Exercise: Give an exact copy of the data that follows.

**** Records provided ****

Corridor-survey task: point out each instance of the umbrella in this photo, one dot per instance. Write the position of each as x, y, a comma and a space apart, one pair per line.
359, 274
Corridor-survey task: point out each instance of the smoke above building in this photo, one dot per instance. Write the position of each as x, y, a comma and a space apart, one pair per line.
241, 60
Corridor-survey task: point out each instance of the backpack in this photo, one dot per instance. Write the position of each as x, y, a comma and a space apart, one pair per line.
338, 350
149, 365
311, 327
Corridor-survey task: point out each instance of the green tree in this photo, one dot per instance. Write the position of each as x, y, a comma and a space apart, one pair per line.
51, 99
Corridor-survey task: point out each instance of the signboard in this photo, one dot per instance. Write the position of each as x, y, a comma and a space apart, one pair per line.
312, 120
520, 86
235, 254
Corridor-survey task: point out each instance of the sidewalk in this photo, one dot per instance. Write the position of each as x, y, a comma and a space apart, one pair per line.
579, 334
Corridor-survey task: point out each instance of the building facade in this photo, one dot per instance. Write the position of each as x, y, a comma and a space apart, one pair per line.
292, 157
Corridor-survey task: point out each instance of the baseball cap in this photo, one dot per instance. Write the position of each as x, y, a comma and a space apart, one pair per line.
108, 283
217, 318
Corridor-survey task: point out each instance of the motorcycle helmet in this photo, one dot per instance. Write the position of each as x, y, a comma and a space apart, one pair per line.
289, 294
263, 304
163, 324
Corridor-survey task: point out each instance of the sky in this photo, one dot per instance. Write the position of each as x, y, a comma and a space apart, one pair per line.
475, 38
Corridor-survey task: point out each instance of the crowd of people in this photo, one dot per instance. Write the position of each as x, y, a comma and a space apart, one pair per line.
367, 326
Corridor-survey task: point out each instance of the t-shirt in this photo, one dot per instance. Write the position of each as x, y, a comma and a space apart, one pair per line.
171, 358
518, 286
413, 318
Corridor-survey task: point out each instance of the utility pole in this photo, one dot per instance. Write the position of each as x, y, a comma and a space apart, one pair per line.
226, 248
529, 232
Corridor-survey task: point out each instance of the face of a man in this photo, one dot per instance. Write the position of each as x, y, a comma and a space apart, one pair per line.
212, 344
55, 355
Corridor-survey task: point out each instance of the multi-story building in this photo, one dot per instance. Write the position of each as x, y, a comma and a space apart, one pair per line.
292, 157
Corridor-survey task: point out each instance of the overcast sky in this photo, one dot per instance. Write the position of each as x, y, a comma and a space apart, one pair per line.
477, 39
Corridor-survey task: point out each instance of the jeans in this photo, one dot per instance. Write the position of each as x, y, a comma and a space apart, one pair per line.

****

Task output:
Corridor-survey task: point out each instance of the umbrella in this photo, one dot per instance. Write the position of each as x, y, a comma and a space apart, one pair per line.
359, 274
Corridor-survey task: point out each instance of the smoke above building in this photo, one dot per instance. Write the position of each as x, y, a comma and a space apart, one pair per line.
241, 60
Corridor-survey task: point out each instance of the backpack in this photo, one dot per instance. Write the position of each as x, y, a comma and a space apart, one pair per line.
338, 350
149, 365
311, 327
Corridor-survey task: point out each instance of the green tree in this photo, one dot per instance. Write the position of each as x, y, a comma and a space apart, one pair per line.
51, 99
Corridor-survey task: point out each instance of the signboard in this photo, one dot per instance. Write the position of each as x, y, a comma and a space apart, one pair per line.
312, 120
520, 86
235, 254
Corridor-survey task: point out each instance of the sidewalk in this photo, one dot per instance. Write the position of each as x, y, a comma and a space apart, one pair per line.
579, 334
Corridor-survey task: point out each instance of the building facade in this photo, one dot per instance. Write the position of each as x, y, a comma and a space apart, one pair per line.
292, 157
Corridor-survey task: point out each instance of the baseball cap in this photo, one dot per instance. Write the position of each as x, y, a comma and a space apart, one pair per line.
108, 283
217, 318
Corridor-survey task: point out each instance of the motorcycle helmet in this photo, one dot per instance. Write the position of each as x, y, a comma and a space apart, one pair per line.
289, 294
263, 304
163, 324
Corridor-survey task: point out each instance of the sky in this photo, one dot per instance. Write the position of each as x, y, a comma and a space apart, one pair per line.
475, 38
Corridor-survey task: point out each instance of the crowd of people in this photo, one dot per instance. Write the position of each as x, y, a comma and a space apart, one pair per line.
367, 326
Corridor-survey task: point out each instance of the t-shirt in this photo, one dot per instance. Write the position of each as x, y, a comma and a space apart, one pair per line.
171, 358
518, 286
413, 318
Corridor-survey task: point out each instance of the utility pole in this photo, one dot per instance. Write the position of each as x, y, a comma and a space apart, one pair per line.
226, 248
529, 232
Corridor-survey task: point out each instance of the face of a man in this photo, one dot per instance. Write the position of each as x, y, a comma and a space apart, one pair per line.
212, 344
55, 355
Corridor-survey task: point out each instance of the multi-story building in this photo, one dot per instance. Write the position of each as x, y, a comma and a space apart, one pair per line.
292, 157
Corridor-survey task: point out each instance of the overcast sky in this photo, one dot per instance. Write the position of each as x, y, a comma and a space apart, one pair per line.
477, 39
Corridor-survey task: point out each instance of the jeans in this photo, one dot per instance. Write the position of each as x, y, a comma and a space apart, one pair per line.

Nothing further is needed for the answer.